(Saved data entries)
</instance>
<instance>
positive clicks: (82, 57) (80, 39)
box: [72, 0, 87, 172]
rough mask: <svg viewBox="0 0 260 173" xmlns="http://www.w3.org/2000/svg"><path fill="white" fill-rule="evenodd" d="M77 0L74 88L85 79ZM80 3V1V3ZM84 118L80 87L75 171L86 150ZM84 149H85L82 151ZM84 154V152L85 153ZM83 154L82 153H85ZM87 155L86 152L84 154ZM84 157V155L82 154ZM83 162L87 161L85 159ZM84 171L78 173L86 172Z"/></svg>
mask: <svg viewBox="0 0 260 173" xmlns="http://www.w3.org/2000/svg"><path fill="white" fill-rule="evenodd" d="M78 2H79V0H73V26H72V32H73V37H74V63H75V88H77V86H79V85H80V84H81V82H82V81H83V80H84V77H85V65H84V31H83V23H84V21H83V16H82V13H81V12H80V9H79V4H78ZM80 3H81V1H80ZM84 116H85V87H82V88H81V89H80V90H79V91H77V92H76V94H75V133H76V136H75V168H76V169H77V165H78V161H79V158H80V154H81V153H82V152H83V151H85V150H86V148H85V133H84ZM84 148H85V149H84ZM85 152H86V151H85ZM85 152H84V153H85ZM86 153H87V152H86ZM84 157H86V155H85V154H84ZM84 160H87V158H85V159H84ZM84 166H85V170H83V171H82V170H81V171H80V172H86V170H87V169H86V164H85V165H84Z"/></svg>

**Problem description:** The complete set of entries above must be reproduced verbatim.

**Response below:**
</instance>
<instance>
positive clicks: (82, 57) (80, 39)
box: [72, 0, 87, 172]
rough mask: <svg viewBox="0 0 260 173" xmlns="http://www.w3.org/2000/svg"><path fill="white" fill-rule="evenodd" d="M77 0L74 88L85 79ZM80 3V1V3ZM84 118L80 87L75 171L86 150ZM84 149H85L82 151ZM84 154V152L85 153ZM83 154L82 153H85ZM87 155L86 152L84 154ZM84 157V155L82 154ZM83 162L87 161L85 159ZM84 171L78 173L86 172Z"/></svg>
mask: <svg viewBox="0 0 260 173" xmlns="http://www.w3.org/2000/svg"><path fill="white" fill-rule="evenodd" d="M78 2H79V0H73V26H72V32H73V37H74V63H75V88H77V86H79V85H80V84H81V82H82V81H83V80H84V77H85V65H84V31H83V23H84V21H83V16H82V13H81V12H80V9H79V4H78ZM80 3H81V1H80ZM84 116H85V87H82V88H81V89H80V90H79V91H77V92H76V94H75V133H76V136H75V168H76V169H77V165H78V161H79V158H80V154H81V153H82V152H83V151H85V150H86V148H85V133H84ZM84 148H85V149H84ZM85 152H86V151H85ZM85 152H84V153H85ZM86 153H87V152H86ZM84 157H86V155H85V154H84ZM84 160H87V158H85V159H84ZM84 166H85V170H83V171H82V170H81V171H80V172H86V170H87V169H86V164H85V165H84Z"/></svg>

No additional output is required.